* **Extrait du document**
Au départ réservé aux banques pour des prêts immobiliers, le dossier de crédit peut désormais être consulté par un commerce, une assurance, un propriétaire avant location, un employeur potentiel et par les sites de rencontres en ligne. La cote est affectée dès qu’une facture est en retard, si elles s’accumulent les banques s’arrogent le droit d’augmenter leurs taux d’intérêt.
À la fin des années 1980, la déréglementation des taux d’intérêt bancaires a permis à un grand nombre d’Américains d’accéder aux prêts, mais les banques ont obtenu le droit de fixer les taux d’intérêt dans une opacité presque totale. Ainsi, le taux des faillites personnelles a explosé.
L’endettement des ménages est en expansion constante, de sorte que ne pas être endetté est un signe de mauvaise santé financière. Chaque foyer dispose en moyenne de huit cartes de crédit et d’une marge de crédit de 15 000$.
Endettement
Un imprévu peut faire dérailler les paiements au point d’enliser une famille dans une situation intenable. Alors qu’elle était enceinte de leur deuxième garçon, les médecins ont diagnostiqué un cancer au mari de Mme Claire Shrout. Son mari a dû abandonner son travail.
« Si j’étais une mère en Suède, notre histoire serait bien différente, et j’aurais eu plus de dix jours de congé de maternité. Je ne veux pas faire porter le chapeau à la société ou aux organismes de crédit; j’ai ma part de responsabilité. Mais aux États-Unis, les jeunes sont davantage exposés à la dette que partout ailleurs. Ils sont livrés à eux-mêmes. C’est la porte ouverte à des situations dramatiques. Le système entier peut devenir prédateur », confie-t-elle.
Les foyers américains ne contractent pas de dettes pour s’offrir une piscine ou un 4 X 4, mais pour s’assurer l’essentiel : logement, santé, voiture, éducation et assurances, note le journaliste Maxime Robin.
Bonté
La dette publique des États-Unis est estimée à 1 153 000 000 000 $ et augmente de 4 milliards par jour, d’après le compteur Planétoscope. Le gouvernement américain a dépensé 596 milliards en armement en 2015, presque le triple de la Chine et neuf fois plus que la Russie, d’après Courrier international. Une équation simple pour le citoyen moyen qui vit selon un budget.

* **Consignes de la tâche**
Pouvez-vous recopier à l'identique le texte sur l'endettement aux États-Unis, depuis « Au départ réservé » jusqu'à « leurs taux d’intérêt. » inclus ?

* **Entrées de la collection**
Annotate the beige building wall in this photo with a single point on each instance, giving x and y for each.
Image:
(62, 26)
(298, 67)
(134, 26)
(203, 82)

* **Zone de réponse**
Au départ réservé aux banques pour des prêts immobiliers, le dossier de crédit peut désormais être consulté par un commerce, une assurance, un propriétaire avant location, un employeur potentiel et par les sites de rencontres en ligne. La cote est affectée dès qu’une facture est en retard, si elles s’accumulent les banques s’arrogent le droit d’augmenter leurs taux d’intérêt.